### EXERCISE REQUIREMENTS
The answer should be the lines from the one with "Target: timber facade" through the final line of the entries, restated word for word.

-.-.-

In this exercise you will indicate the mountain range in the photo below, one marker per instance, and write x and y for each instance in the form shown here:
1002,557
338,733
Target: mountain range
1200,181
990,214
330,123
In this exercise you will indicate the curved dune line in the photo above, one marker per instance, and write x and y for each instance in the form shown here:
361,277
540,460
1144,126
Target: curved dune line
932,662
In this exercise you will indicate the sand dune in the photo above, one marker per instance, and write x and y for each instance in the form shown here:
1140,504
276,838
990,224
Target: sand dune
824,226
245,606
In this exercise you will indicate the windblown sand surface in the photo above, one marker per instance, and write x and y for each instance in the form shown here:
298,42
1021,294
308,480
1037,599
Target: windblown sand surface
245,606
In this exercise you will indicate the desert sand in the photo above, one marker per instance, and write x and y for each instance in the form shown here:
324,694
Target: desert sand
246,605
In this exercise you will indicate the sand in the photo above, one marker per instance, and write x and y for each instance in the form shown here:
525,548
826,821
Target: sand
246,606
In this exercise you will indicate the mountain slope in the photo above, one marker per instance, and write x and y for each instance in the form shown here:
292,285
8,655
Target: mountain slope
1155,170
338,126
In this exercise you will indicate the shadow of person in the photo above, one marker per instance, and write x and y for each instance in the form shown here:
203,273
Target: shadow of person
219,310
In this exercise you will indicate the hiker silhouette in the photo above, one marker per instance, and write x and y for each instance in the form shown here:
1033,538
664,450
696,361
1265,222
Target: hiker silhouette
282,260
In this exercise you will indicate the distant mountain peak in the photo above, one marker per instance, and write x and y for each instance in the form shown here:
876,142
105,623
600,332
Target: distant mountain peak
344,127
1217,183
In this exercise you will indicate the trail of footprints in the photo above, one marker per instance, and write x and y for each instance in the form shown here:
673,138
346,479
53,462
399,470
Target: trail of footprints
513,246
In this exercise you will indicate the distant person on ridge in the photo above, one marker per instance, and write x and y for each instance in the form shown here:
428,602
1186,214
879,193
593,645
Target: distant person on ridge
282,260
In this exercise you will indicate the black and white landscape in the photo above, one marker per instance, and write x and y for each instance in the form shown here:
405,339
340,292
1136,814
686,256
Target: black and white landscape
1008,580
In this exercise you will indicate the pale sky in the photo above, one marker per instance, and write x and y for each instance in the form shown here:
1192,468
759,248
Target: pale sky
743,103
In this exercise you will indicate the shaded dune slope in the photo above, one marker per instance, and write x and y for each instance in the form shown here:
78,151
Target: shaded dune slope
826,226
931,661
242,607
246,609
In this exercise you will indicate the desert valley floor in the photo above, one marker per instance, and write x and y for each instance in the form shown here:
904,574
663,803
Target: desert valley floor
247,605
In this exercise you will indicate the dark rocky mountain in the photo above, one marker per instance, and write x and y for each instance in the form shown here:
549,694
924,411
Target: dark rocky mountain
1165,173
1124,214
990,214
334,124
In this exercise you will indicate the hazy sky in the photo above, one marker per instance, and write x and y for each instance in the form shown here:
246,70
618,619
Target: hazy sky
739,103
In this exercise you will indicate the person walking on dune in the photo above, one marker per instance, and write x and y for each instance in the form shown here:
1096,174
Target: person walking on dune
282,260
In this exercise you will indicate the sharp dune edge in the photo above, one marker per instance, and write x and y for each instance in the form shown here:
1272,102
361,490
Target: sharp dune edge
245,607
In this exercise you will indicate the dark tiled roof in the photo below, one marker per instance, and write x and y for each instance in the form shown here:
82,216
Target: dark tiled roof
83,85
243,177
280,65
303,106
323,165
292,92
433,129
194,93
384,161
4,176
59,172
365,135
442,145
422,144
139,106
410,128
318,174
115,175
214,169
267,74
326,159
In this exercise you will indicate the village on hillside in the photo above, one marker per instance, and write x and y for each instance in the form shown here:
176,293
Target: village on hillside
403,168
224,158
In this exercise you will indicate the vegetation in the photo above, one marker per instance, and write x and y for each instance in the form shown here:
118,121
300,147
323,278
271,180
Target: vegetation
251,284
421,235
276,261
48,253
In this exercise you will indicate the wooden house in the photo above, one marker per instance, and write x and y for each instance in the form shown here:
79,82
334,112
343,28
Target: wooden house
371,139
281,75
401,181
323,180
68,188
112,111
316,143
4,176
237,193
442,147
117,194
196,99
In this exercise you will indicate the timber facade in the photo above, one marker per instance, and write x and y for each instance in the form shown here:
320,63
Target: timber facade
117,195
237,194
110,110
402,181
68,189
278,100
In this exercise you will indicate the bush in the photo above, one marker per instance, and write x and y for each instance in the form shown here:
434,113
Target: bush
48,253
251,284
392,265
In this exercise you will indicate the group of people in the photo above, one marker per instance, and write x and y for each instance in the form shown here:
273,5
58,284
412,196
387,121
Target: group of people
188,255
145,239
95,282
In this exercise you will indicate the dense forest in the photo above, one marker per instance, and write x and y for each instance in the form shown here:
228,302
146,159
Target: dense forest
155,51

-.-.-

### ANSWER SPACE
Target: timber facade
117,195
237,194
110,110
402,181
68,189
278,100
In this exercise you will indicate the bush in the photo above, one marker per instance, and write x and y for each instance in the form shown here:
434,113
Target: bush
48,253
251,284
392,265
In this exercise you will indicate the group of people in the photo above, one marker per instance, and write x and y for each instance in the form shown here:
273,5
58,284
412,196
387,121
Target: group of people
188,255
145,239
95,282
In this exercise you will indicate the dense forest in the photo above, one marker per instance, and write x and y for each instance in the form shown here:
228,302
146,159
Target: dense forest
155,51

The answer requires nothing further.